### Text section
# # # #
Two years after the World Health Organisation recommended that antiretroviral therapy (ART) be initiated in people living with HIV irrespective of the CD4 cell (a type of white blood cell) count, India has aligned its policy with the guideline. In a major shift in the HIV treatment guidelines, Union Health Minister J.P. Nadda had recently said that any person who tests positive for HIV will be provided ART “as soon as possible and irrespective of the CD4 count or clinical stage”. By expanding the provision of ART, about 0.45 million deaths can be averted.
It was in 2002 that the WHO first issued its ART guidelines. In the absence of AIDS-defining illnesses, the WHO set CD4 count less than 200 cells per cubic millimetre as the threshold to begin ART treatment. Over time, the WHO changed its guidelines and, in 2013, increased the threshold to CD4 count less than 500 cells per cubic millimetre. But for certain populations — HIV positive people who also have TB disease, pregnant and breastfeeding women, children below five years — ART was to be initiated regardless of the CD4 count.
# # # #
### Entries provided
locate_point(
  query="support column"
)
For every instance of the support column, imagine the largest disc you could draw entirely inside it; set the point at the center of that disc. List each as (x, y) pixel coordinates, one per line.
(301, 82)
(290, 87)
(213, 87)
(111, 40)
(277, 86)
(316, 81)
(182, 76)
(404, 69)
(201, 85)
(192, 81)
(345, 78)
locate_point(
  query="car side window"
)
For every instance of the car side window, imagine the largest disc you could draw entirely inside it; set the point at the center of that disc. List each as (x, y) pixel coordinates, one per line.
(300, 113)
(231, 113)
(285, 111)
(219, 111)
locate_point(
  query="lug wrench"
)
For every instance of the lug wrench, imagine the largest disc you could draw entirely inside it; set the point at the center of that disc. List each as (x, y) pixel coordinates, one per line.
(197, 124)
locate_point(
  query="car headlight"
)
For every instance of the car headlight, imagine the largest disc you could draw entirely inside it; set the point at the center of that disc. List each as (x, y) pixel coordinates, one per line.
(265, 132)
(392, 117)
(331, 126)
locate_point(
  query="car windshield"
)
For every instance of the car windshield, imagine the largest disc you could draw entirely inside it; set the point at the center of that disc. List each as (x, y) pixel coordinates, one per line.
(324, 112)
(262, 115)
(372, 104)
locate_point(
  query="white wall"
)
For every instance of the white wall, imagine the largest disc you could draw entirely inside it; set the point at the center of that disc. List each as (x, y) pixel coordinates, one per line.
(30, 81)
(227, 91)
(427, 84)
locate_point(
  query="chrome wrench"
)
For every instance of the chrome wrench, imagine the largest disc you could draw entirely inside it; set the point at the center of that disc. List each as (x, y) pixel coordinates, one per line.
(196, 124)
# # # #
### What the task asks
Print the passage on India's HIV treatment policy word for word, starting at "It was in 2002" and stopping after "the CD4 count.". The material plays no part in what follows.

### Your solution
It was in 2002 that the WHO first issued its ART guidelines. In the absence of AIDS-defining illnesses, the WHO set CD4 count less than 200 cells per cubic millimetre as the threshold to begin ART treatment. Over time, the WHO changed its guidelines and, in 2013, increased the threshold to CD4 count less than 500 cells per cubic millimetre. But for certain populations — HIV positive people who also have TB disease, pregnant and breastfeeding women, children below five years — ART was to be initiated regardless of the CD4 count.